Entries taken from a collection

Start of Block

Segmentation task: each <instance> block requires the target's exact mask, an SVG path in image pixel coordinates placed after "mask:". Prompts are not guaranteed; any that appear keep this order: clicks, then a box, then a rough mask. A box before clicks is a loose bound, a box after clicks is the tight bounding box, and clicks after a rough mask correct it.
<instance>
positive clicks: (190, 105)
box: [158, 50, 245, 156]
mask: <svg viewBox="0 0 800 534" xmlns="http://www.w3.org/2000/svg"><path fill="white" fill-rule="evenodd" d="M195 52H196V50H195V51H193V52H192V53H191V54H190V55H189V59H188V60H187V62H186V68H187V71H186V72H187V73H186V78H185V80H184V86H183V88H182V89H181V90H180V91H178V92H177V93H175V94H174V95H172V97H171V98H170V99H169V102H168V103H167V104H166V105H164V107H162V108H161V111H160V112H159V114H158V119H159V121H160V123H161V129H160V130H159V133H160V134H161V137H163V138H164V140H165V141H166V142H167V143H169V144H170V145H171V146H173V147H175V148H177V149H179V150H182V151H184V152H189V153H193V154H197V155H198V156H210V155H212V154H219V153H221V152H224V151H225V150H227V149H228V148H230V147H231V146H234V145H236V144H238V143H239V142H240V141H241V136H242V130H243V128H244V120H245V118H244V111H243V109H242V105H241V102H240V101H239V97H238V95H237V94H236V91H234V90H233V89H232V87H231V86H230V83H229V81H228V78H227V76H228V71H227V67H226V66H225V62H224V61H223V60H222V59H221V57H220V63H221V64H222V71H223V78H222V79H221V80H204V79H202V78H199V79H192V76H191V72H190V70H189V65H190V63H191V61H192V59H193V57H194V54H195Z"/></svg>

End of Block

Write out every line of the records above, character for character.

Segmentation task: each <instance> block requires the target's exact mask, an SVG path in image pixel coordinates placed after "mask:". Prompts are not guaranteed; any that appear keep this order: clicks, then a box, then a rough mask. A box before clicks is a loose bound, a box after clicks is the tight bounding box, and clicks after a rough mask correct it.
<instance>
positive clicks: (190, 105)
box: [158, 50, 245, 156]
mask: <svg viewBox="0 0 800 534" xmlns="http://www.w3.org/2000/svg"><path fill="white" fill-rule="evenodd" d="M195 52H196V50H195V51H193V52H192V53H191V54H190V55H189V59H188V60H187V62H186V68H187V71H186V72H187V73H186V78H185V80H184V86H183V88H182V89H181V90H180V91H178V92H177V93H175V94H174V95H172V97H171V98H170V99H169V102H168V103H167V104H166V105H164V107H162V108H161V111H160V112H159V114H158V119H159V121H160V123H161V129H160V130H159V133H160V134H161V137H163V138H164V140H165V141H166V142H167V143H169V144H170V145H171V146H173V147H175V148H177V149H179V150H182V151H184V152H189V153H193V154H197V155H198V156H210V155H212V154H219V153H221V152H224V151H225V150H227V149H228V148H230V147H231V146H234V145H236V144H238V143H239V142H240V141H241V136H242V130H243V128H244V120H245V118H244V111H243V109H242V105H241V102H240V101H239V97H238V95H237V94H236V91H234V90H233V89H232V87H231V86H230V83H229V81H228V78H227V76H228V71H227V67H226V66H225V62H224V61H223V60H222V59H221V57H220V63H221V64H222V71H223V78H222V79H221V80H204V79H202V78H199V79H192V76H191V72H190V70H189V65H190V63H191V61H192V59H193V57H194V54H195Z"/></svg>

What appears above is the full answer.